(Records of labeled points)
══════════════════════════════

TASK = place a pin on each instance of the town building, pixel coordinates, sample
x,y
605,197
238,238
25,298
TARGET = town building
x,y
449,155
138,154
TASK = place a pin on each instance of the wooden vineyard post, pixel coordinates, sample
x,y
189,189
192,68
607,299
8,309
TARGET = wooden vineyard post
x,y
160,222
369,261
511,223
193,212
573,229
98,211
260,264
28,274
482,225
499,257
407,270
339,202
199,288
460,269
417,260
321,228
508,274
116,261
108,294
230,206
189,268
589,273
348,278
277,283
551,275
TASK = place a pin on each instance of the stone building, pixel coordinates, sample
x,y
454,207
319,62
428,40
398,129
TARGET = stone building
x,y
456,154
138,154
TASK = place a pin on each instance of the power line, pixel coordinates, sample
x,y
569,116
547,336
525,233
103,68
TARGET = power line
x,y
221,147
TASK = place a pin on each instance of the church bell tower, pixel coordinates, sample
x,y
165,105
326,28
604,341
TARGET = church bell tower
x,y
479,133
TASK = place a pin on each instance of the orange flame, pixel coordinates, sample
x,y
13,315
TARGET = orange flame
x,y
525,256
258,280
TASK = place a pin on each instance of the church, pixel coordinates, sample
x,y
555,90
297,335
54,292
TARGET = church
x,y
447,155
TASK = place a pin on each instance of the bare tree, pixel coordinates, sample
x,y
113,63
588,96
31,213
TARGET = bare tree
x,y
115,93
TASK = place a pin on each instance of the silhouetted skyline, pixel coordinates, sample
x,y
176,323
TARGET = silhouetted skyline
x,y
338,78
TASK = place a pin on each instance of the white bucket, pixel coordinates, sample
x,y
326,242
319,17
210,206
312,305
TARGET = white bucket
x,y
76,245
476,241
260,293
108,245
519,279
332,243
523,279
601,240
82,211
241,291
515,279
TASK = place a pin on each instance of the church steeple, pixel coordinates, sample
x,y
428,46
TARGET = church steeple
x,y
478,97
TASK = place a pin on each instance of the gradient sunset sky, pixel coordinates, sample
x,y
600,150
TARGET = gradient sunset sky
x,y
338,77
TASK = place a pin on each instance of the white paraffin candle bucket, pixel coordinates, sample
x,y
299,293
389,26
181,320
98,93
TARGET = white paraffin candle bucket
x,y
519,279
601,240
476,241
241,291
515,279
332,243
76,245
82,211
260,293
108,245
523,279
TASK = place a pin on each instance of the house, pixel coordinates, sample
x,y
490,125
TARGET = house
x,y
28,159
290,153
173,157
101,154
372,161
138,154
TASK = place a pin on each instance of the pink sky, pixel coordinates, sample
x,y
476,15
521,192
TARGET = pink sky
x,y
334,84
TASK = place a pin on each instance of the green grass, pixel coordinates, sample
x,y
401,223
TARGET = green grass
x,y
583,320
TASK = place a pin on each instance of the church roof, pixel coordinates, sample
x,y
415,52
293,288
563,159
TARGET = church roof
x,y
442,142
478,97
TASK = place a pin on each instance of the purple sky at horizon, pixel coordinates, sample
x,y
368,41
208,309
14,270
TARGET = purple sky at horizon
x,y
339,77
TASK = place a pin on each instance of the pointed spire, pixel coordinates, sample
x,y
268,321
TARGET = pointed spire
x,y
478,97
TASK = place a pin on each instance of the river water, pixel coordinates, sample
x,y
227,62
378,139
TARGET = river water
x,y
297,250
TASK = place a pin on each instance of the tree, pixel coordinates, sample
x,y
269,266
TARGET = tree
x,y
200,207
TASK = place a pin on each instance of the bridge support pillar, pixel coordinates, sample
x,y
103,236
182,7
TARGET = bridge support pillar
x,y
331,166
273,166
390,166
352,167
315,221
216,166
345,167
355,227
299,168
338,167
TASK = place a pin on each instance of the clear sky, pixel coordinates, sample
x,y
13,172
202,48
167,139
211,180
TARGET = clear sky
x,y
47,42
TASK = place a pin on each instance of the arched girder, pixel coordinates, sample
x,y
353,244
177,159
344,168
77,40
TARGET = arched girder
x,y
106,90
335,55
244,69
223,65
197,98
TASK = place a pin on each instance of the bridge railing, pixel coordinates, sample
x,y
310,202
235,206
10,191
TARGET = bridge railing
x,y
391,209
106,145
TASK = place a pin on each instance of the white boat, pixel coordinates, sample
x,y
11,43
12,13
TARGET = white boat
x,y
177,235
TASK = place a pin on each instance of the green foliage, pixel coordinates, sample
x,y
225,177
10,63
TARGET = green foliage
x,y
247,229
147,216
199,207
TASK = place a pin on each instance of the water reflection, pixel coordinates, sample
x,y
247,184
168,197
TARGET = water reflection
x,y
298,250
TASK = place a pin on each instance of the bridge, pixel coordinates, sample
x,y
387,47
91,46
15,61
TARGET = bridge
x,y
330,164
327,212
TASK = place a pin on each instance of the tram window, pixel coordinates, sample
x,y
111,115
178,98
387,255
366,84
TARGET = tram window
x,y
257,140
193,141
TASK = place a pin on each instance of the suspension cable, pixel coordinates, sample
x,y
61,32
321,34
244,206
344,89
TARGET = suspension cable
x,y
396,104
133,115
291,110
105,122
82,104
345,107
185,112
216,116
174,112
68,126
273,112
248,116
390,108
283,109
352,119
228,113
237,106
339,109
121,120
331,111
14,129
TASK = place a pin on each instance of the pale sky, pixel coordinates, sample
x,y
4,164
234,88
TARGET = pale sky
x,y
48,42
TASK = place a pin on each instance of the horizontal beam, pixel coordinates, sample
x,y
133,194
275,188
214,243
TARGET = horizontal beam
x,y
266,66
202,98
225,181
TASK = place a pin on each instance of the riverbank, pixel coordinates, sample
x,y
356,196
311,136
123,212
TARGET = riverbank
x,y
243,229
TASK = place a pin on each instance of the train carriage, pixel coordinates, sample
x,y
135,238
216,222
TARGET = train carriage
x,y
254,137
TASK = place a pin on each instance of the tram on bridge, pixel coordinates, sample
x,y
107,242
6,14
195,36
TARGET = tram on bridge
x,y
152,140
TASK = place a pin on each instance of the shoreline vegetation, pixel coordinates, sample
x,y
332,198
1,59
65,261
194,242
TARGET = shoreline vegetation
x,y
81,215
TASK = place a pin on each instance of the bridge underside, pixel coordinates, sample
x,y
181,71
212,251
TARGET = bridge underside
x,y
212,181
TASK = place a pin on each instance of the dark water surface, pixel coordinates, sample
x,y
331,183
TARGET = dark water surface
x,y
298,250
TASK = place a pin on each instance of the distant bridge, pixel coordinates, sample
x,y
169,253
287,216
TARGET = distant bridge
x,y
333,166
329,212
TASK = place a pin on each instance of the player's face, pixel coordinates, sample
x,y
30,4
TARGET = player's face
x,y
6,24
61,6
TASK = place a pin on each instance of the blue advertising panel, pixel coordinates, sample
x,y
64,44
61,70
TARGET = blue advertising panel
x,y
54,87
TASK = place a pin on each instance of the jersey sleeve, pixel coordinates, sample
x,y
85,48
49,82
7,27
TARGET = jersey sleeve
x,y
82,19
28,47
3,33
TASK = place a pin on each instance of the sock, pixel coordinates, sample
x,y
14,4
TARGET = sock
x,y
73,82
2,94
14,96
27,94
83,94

══════════════════════════════

Output the line containing "TASK = place a pin on each instance of the horizontal" and all lines after it to the end of the records, exactly as given.

## TASK RESULT:
TASK = place a pin on each instance of the horizontal beam, pixel coordinates, sample
x,y
133,194
275,188
214,243
TARGET = horizontal beam
x,y
266,66
202,98
225,181
TASK = place a pin on each instance of the riverbank, pixel coordinates, sample
x,y
356,196
311,136
123,212
TARGET = riverbank
x,y
243,229
TASK = place a pin on each instance of the train carriage, pixel coordinates, sample
x,y
135,238
216,222
TARGET = train carriage
x,y
254,137
TASK = place a pin on each instance of the tram on bridge, pixel coordinates, sample
x,y
107,242
6,14
195,36
TARGET = tram on bridge
x,y
152,140
TASK = place a pin on each instance of the shoreline vegetation, pixel coordinates, sample
x,y
332,198
1,59
65,261
194,242
TARGET = shoreline vegetation
x,y
81,215
TASK = place a pin on each instance of the bridge underside, pixel coordinates, sample
x,y
181,71
212,251
TARGET = bridge underside
x,y
212,181
TASK = place a pin on each instance of the dark water surface, pixel coordinates, sample
x,y
331,183
TARGET = dark water surface
x,y
298,250
TASK = place a pin on each instance of the distant bridge, pixel coordinates, sample
x,y
169,253
287,216
TARGET = distant bridge
x,y
333,166
329,212
TASK = place a pin on each instance of the player's face, pixel coordinates, sample
x,y
30,4
TARGET = player's face
x,y
6,24
61,6
TASK = place a pin on each instance of the blue advertising panel, pixel coordinates, sample
x,y
64,44
61,70
TARGET = blue advertising panel
x,y
54,87
TASK = place a pin on each instance of the jersey sleeve, pixel coordinates, sample
x,y
85,48
49,82
7,27
TARGET = jersey sleeve
x,y
82,19
28,47
3,33
TASK = place a pin on each instance of the sock, pixel coordinates, sample
x,y
14,4
TARGET = sock
x,y
73,82
2,94
14,96
27,94
83,94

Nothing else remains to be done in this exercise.